### Exercise
Repeat word for word everything from the line containing "Could you point out the small" to the end of the listing, first and last lines included, and only that.

### Stored data
— START —

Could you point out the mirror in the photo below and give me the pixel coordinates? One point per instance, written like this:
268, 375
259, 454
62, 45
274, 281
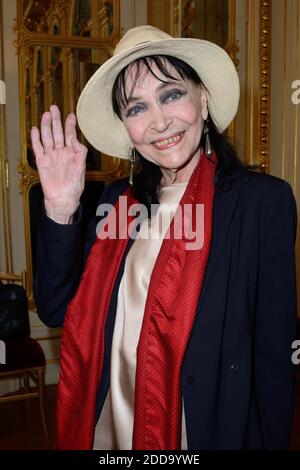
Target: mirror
60, 45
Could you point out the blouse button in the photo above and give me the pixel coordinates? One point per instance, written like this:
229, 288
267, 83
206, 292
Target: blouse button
234, 368
189, 380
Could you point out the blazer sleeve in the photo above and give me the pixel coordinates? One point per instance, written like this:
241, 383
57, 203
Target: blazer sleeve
61, 254
276, 317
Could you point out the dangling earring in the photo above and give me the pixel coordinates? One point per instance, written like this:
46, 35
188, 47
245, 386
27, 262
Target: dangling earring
208, 148
132, 162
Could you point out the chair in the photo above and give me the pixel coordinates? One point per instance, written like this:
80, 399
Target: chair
25, 360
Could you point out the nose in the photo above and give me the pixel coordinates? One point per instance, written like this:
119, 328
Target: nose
160, 121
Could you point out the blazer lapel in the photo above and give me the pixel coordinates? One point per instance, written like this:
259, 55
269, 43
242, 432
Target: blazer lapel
224, 206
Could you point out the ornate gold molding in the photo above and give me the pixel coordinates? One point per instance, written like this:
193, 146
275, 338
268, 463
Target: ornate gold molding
4, 173
264, 83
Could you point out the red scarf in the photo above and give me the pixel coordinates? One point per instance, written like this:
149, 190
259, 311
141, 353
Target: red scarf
170, 310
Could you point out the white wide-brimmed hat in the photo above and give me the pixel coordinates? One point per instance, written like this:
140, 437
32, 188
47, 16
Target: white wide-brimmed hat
96, 118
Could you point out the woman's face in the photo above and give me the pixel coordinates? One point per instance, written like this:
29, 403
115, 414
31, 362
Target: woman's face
165, 120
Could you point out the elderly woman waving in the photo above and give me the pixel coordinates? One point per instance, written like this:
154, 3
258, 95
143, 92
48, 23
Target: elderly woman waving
179, 307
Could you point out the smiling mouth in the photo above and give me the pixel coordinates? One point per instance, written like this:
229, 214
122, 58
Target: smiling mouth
168, 142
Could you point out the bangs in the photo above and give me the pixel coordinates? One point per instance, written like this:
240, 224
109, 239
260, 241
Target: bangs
120, 97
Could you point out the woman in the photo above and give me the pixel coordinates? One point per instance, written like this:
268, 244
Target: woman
169, 341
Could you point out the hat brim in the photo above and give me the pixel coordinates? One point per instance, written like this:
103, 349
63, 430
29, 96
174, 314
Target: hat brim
106, 132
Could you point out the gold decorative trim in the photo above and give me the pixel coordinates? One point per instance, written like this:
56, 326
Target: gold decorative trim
265, 83
4, 170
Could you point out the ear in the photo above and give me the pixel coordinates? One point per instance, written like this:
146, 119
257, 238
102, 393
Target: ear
203, 103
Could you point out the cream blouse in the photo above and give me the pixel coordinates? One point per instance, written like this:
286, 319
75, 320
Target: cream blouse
115, 425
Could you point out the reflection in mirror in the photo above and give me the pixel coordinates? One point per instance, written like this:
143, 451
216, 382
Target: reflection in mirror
86, 18
89, 201
206, 19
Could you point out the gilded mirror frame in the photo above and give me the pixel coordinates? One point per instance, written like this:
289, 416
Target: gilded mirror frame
31, 33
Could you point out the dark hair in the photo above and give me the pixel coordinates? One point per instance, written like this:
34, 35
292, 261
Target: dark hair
148, 177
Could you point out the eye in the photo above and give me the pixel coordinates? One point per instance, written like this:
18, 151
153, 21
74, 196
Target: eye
173, 95
134, 111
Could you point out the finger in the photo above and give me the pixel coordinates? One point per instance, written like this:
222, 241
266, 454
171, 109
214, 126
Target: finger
57, 129
70, 129
79, 148
46, 131
36, 143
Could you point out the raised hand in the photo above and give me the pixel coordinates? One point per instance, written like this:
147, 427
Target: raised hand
60, 162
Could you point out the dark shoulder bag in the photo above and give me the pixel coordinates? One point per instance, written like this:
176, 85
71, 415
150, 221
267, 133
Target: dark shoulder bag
14, 318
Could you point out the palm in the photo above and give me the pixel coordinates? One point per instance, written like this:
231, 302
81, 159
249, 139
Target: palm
60, 160
61, 174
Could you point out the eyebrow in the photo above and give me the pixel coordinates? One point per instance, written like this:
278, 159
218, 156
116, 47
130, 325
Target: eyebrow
163, 85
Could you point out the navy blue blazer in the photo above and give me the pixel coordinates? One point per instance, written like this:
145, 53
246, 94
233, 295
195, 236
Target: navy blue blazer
237, 378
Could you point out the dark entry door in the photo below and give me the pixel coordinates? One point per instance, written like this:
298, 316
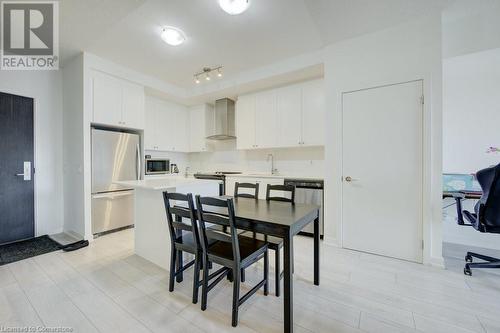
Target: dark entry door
17, 200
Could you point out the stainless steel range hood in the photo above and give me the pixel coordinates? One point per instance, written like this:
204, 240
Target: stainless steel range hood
223, 126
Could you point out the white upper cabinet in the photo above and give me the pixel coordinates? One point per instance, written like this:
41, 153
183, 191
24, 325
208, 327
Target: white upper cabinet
199, 124
292, 116
151, 127
313, 113
133, 105
289, 111
167, 126
117, 102
245, 122
266, 121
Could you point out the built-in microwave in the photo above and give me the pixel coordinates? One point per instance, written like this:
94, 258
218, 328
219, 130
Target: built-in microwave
156, 166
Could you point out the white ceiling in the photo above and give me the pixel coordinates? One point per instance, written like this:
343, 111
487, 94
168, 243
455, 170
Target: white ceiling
127, 31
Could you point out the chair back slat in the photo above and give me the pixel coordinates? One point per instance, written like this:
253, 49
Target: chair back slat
223, 216
181, 215
181, 211
216, 219
250, 186
218, 235
290, 189
182, 226
210, 201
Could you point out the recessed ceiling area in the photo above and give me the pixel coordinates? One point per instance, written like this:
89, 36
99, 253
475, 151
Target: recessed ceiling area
127, 32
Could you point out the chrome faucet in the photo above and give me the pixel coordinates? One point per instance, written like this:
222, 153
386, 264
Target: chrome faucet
273, 169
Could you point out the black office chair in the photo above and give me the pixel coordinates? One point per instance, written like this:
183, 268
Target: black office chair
486, 217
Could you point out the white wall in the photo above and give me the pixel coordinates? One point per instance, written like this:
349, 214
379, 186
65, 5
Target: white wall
45, 87
471, 117
399, 54
304, 161
471, 26
471, 111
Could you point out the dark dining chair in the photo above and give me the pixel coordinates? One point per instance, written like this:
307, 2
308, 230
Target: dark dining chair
486, 216
238, 194
274, 243
232, 251
184, 238
248, 186
290, 189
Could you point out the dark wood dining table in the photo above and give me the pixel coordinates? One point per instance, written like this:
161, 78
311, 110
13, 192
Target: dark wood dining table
283, 220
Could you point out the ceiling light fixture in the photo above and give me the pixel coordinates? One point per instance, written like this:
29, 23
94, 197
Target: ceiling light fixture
173, 36
205, 72
234, 7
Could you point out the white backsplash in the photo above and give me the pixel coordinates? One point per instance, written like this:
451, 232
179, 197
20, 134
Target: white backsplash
304, 161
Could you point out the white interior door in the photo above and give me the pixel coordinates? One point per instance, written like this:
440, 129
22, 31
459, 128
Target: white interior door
382, 170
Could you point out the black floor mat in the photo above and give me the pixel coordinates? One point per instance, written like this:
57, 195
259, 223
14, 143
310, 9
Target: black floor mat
26, 249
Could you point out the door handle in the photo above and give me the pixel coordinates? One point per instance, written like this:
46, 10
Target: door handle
138, 162
26, 171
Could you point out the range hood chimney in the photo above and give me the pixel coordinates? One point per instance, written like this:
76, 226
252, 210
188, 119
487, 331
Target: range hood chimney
223, 128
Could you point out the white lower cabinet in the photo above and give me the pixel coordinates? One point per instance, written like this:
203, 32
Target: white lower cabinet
262, 181
167, 126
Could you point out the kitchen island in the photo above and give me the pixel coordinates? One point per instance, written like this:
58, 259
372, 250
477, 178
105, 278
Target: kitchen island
152, 239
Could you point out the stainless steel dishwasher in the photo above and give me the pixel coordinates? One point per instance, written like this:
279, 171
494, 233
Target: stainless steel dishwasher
309, 191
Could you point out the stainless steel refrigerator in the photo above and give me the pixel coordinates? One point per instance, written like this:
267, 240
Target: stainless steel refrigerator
116, 156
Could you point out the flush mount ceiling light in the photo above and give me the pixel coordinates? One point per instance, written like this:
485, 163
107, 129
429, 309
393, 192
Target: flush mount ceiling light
234, 7
173, 36
206, 73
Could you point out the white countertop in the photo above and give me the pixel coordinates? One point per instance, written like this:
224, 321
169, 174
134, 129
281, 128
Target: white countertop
160, 184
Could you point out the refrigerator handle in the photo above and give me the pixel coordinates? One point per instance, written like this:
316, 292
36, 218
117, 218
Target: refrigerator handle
138, 162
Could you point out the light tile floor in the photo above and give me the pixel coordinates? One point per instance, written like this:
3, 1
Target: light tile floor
106, 288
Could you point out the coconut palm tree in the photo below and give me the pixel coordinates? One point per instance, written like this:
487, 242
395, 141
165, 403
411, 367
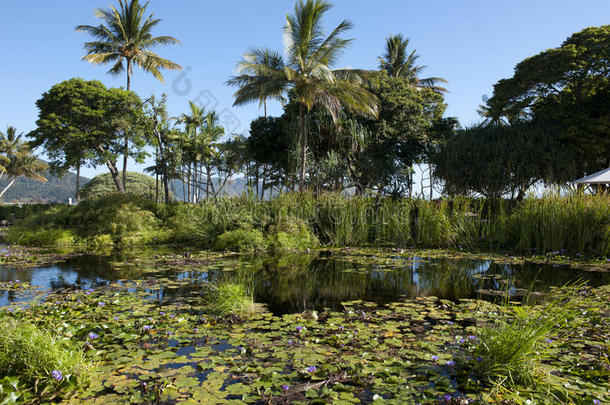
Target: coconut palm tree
125, 39
17, 159
397, 62
307, 73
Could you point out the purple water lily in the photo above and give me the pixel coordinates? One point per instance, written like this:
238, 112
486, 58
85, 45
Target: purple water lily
57, 375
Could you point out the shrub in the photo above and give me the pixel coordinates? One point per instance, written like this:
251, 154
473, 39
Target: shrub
41, 237
511, 350
291, 234
40, 360
229, 299
241, 240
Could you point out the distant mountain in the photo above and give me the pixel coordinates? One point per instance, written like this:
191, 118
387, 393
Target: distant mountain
54, 190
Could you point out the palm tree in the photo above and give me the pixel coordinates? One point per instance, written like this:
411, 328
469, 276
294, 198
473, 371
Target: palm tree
307, 73
397, 62
125, 39
17, 159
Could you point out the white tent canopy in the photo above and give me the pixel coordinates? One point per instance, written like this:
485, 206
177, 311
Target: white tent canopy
602, 177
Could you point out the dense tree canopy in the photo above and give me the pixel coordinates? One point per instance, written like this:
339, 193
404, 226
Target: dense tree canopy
84, 123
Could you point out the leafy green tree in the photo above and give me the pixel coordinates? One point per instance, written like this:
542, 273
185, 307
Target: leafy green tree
398, 62
496, 161
83, 121
307, 73
400, 136
103, 185
18, 160
125, 39
567, 90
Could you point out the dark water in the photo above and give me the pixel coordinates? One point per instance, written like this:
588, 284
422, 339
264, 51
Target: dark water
294, 283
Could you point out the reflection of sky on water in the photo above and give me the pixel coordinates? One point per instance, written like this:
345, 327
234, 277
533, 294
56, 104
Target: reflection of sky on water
294, 283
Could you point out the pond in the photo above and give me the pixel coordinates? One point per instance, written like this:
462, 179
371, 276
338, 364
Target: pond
292, 283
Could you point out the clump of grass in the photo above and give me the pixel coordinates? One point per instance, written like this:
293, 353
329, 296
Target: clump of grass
229, 299
41, 360
510, 351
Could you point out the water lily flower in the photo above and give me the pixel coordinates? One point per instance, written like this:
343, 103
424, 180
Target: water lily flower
57, 375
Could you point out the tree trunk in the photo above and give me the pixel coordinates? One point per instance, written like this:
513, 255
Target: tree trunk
114, 171
76, 197
303, 148
7, 187
264, 183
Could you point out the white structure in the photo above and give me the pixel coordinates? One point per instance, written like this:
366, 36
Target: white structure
602, 177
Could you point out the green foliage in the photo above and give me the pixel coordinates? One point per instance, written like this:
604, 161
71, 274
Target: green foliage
499, 160
41, 237
575, 223
567, 90
84, 123
241, 240
137, 184
32, 354
291, 234
229, 299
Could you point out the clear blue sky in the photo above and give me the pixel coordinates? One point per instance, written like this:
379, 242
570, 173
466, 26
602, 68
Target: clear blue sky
471, 43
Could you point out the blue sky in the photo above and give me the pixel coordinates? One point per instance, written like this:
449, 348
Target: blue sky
471, 43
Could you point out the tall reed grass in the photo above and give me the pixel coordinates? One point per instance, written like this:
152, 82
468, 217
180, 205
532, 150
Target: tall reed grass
574, 223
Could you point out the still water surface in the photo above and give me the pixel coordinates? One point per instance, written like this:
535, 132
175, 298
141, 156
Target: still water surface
296, 282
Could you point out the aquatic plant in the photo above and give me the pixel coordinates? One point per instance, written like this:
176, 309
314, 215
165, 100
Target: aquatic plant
511, 350
39, 359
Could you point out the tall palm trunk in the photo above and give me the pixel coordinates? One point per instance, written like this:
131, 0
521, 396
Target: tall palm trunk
7, 187
76, 197
303, 148
126, 143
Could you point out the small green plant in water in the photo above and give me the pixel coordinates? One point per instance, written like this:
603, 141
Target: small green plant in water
229, 299
510, 351
42, 362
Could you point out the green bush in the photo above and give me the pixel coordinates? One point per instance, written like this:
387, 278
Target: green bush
41, 237
40, 360
291, 234
229, 299
241, 240
511, 351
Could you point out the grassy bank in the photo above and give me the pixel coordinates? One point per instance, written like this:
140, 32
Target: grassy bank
575, 224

— END —

### Solution to the problem
Could you point out the small green plant in water in the photo above and give me the pixel coordinates? One point per instance, written like this:
603, 141
Target: small green plant in water
229, 299
510, 351
42, 362
Could you point out the green bush in the photo above and give me the pixel coordinates? One point per instance, written like this:
387, 278
Target: green bush
41, 237
40, 360
291, 234
229, 299
241, 240
511, 351
Could you point out the grassy bank in the photo above and give me the pixel coordinates? One point per instance, written like this:
140, 32
Target: grassy bank
575, 224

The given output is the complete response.